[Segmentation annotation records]
>> begin

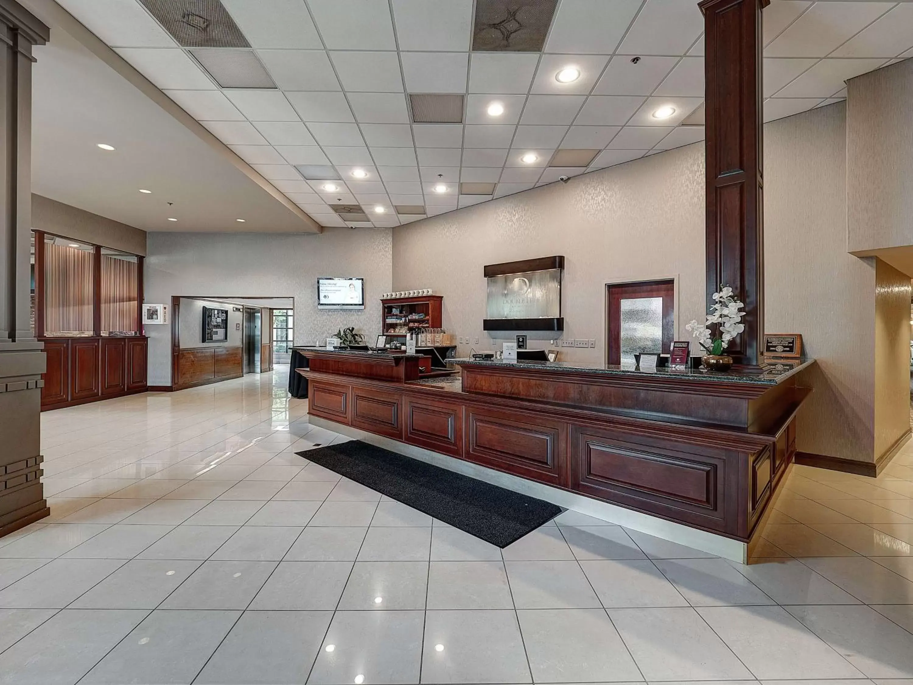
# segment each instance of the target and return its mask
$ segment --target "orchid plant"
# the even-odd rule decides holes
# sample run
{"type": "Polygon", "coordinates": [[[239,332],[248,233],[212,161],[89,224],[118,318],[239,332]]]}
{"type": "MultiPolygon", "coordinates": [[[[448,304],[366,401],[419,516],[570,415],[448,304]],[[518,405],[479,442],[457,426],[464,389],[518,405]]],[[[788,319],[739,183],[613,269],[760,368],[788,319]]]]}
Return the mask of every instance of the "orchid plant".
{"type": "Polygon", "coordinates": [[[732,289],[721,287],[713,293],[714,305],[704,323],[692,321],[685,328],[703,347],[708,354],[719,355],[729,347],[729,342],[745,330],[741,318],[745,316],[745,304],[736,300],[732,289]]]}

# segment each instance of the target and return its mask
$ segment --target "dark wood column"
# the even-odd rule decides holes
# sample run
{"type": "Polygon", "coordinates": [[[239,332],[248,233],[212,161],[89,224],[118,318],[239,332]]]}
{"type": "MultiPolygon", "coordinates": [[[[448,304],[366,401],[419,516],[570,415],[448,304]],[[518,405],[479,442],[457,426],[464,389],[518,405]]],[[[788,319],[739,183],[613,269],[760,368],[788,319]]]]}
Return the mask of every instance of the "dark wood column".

>> end

● WHAT TO PRODUCE:
Rewrite all of the rows above as a numbered list with one line per item, skipping blank lines. Omit the pictures from your answer.

● REPLY TO THE EXERCISE:
1. # segment each instance of the target and return its mask
2. $ segment --target "orchid plant"
3. # the even-odd rule decides holes
4. # sample run
5. {"type": "Polygon", "coordinates": [[[239,332],[248,233],[212,161],[89,224],[118,318],[239,332]]]}
6. {"type": "MultiPolygon", "coordinates": [[[[448,304],[366,401],[419,516],[570,415],[448,304]],[[518,405],[479,442],[457,426],[464,389],[518,405]]],[[[788,319],[739,183],[613,269],[760,368],[788,319]]]]}
7. Return the mask of every instance of the "orchid plant".
8. {"type": "Polygon", "coordinates": [[[732,289],[721,287],[713,293],[714,305],[704,323],[692,321],[685,328],[703,347],[708,354],[719,355],[729,347],[729,342],[745,330],[741,318],[745,316],[745,304],[736,300],[732,289]]]}
9. # segment each instance of the target and return its mask
10. $ segment --target "dark wood column"
11. # the even-odd rule decides holes
12. # sample run
13. {"type": "Polygon", "coordinates": [[[239,332],[248,233],[212,161],[89,224],[118,318],[239,332]]]}
14. {"type": "MultiPolygon", "coordinates": [[[[448,304],[366,401],[419,516],[570,415],[448,304]],[[518,405],[479,442],[457,426],[464,389],[518,405]]],[[[788,319],[739,183],[613,269],[760,368],[788,319]]]]}
15. Return the mask of every instance of the "dark wood column".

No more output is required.